« Une démarche participative doit aboutir à un consensus »
Ce qui fait l’intérêt, la richesse et qui caractérise la participation et les démarches communautaires en santé repose sur la pluralité des points de vue, des analyses et des expériences. C’est grâce et à partir de ces différences qu’une question de santé peut être explorée dans toutes ses dimensions.
La multisubjectivité permet alors d’observer, d’appréhender la réalité dans sa complexité. Rechercher le consensus serait alors réduire cette réalité au plus petit dénominateur commun, effaçant cette complexité et niant des points de vue parfois irréconciliables. Ne pas vouloir de consensus à tout prix ne veut pas dire qu’il n’est pas recherché ou possible à certains moments.
La co-décision et l’engagement des parties prenantes nécessitent tout de même de trouver des espaces communs pour agir. Le défi est alors de s’assurer que ce consensus est, autant que faire se peut, le résultat d’un débat et d’un processus décisionnel équilibrés où chacun a pu faire entendre sa voix.
« La participation est toujours efficace »
La question de l’efficacité des dispositifs participatifs, c’est-à-dire de tout ce qui est entrepris favorisant l’expression, la délibération, le positionnement, la prise de décision et/ou la gestion collective des affaires publiques, mérite notre attention pour trois raisons :
D’abord parce qu’elle est souvent posée aux professionnels de terrain souhaitant favoriser l’implication des « habitants » ou des « usagers », par des décideurs ou des élus. En effet, si la « participation » est largement utilisée comme rhétorique politique ou comme argument de communication dans la gestion territoriale, elle est aussi, dans la réalité des pratiques, largement questionnée, autour des interrogations triviales : « faire participer, mais pourquoi faire ? Et est-ce que cela ne va pas " mettre le bazar " sur le territoire ? » ou encore « tout ce temps dédié à la participation, est-ce bien utile ? ».
Ensuite parce qu’on ne peut que constater, dans toutes les politiques publiques, l’étendue et la diversité des pratiques participatives, qui vont, pour simplifier, de l’enquête publique environnementale aux groupes de gestion « habitants » dans les dispositifs d’habitats participatifs, en passant par les ateliers citoyens ou les conférences citoyennes. Ce foisonnement, quelle que soit la qualité de ce qui est fait, repose sur des financements publics. La question de leur efficacité n’en est que plus légitime.
Enfin, un troisième argument plaide en faveur d’un réel travail autour de cette question de l’efficacité des dispositifs participatifs : l’évaluation permet aux acteurs de conforter leurs pratiques professionnelles. Evaluer en termes d’efficacité la « participation » revient alors à se donner des arguments pour la mettre en pratique, la valoriser et améliorer les manières de faire des professionnels.
Or lorsque l’on met en place des évaluations des dispositifs participatifs, il est essentiel de les détailler selon au moins trois logiques :
- Une première logique par « objectif » : on regarde ainsi si les dispositifs participatifs ont atteint leurs objectifs, posés au départ des projets et/ou des actions.
- Une deuxième logique par ce qu’on peut appeler « logique d’action » : on tente de décrire précisément ce qui se passe au sein de chaque dispositif de participation, les techniques d’animation utilisées, les manières de construire les groupes, le « recrutement » des participants, les moyens de communication entre les gens, les façons d’installer - ou pas - de la convivialité, les manières de prendre des décisions au sein d’un groupe, la répartition des rôles, etc.

+ + + + +

# [Énoncé]
D'après le texte fourni, sur quoi repose le foisonnement des pratiques participatives dans les politiques publiques ?

+ + + + +

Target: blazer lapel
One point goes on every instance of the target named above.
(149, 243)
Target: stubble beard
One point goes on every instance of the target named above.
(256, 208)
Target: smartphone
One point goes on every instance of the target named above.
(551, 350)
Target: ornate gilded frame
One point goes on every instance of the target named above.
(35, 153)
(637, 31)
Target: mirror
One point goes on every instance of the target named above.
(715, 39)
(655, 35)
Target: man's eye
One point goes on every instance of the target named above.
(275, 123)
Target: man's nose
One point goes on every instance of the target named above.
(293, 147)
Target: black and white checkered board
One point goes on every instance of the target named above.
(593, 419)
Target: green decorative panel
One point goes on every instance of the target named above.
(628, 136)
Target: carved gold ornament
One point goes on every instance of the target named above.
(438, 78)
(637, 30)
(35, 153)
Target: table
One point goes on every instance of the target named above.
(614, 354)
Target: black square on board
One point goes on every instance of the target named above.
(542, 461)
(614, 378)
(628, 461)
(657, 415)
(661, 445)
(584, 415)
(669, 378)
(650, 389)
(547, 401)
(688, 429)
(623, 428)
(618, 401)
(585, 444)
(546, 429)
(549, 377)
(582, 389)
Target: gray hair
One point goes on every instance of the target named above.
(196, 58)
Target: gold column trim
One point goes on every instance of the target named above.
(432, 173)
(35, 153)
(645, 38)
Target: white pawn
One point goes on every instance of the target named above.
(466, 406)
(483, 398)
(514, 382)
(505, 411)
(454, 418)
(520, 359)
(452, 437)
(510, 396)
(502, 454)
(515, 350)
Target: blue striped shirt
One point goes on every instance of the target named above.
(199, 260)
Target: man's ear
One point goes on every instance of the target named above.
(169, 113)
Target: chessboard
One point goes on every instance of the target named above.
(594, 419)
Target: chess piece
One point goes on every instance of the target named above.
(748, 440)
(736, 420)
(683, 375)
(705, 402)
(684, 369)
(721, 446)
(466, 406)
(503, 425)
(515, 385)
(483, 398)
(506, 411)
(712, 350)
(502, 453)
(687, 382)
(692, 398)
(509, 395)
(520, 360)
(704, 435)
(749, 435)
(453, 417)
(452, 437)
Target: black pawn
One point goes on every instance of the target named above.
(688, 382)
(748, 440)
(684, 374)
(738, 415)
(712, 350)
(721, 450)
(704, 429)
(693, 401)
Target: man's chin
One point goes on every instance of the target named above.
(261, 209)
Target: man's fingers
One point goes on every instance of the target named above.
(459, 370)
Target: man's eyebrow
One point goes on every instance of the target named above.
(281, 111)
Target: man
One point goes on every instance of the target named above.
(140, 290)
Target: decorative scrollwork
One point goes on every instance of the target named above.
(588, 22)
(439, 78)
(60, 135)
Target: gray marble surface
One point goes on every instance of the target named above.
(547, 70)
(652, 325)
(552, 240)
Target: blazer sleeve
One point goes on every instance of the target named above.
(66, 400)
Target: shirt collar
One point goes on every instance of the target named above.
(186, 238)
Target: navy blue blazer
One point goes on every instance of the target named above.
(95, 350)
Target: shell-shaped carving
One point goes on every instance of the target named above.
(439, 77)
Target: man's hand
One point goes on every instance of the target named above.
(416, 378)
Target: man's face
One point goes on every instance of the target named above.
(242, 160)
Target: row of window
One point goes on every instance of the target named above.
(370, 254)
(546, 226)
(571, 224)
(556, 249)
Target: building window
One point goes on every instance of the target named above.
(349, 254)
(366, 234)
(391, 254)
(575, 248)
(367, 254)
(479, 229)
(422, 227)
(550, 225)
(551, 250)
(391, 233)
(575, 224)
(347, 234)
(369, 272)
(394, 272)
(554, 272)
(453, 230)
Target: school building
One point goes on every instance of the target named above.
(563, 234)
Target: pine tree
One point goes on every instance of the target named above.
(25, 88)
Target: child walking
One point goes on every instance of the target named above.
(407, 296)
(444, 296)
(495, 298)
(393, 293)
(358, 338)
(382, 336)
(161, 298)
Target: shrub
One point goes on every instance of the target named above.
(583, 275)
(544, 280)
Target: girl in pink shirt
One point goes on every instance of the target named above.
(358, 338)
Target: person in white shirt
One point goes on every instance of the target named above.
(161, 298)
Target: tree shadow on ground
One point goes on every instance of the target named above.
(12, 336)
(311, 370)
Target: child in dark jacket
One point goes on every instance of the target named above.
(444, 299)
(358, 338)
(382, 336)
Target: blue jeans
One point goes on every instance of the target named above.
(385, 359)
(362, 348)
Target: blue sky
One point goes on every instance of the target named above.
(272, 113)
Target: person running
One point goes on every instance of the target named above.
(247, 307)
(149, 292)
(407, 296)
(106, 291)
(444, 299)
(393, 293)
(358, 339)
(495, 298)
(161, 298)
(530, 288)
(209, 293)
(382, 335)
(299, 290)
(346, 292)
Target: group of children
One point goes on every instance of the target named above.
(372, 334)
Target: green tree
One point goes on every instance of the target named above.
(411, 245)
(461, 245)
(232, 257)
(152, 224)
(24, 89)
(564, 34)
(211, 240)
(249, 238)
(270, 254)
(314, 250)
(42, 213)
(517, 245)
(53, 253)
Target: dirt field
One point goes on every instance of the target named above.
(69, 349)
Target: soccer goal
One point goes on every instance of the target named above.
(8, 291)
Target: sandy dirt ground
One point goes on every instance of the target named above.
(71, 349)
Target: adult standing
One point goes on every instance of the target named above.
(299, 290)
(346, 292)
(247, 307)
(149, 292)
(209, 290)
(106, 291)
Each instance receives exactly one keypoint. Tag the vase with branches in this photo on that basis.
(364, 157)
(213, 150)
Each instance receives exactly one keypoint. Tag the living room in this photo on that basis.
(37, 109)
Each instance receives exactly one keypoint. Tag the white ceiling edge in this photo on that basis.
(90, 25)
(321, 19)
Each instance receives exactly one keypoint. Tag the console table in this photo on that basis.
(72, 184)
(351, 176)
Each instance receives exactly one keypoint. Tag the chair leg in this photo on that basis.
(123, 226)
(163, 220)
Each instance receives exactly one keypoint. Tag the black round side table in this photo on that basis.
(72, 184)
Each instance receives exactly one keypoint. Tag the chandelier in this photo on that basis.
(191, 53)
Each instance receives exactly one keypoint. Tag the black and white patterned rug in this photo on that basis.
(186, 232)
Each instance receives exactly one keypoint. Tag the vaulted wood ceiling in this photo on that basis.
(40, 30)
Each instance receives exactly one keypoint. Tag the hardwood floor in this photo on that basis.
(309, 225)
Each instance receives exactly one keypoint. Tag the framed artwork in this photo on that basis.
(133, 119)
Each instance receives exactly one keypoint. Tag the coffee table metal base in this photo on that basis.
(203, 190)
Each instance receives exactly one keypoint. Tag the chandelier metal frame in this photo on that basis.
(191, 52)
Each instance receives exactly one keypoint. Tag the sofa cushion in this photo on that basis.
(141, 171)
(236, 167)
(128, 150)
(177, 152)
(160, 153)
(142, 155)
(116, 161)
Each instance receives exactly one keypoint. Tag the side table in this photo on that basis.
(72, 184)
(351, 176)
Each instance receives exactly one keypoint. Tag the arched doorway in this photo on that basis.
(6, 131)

+ + + + +

# [Solution]
Sur des financements publics.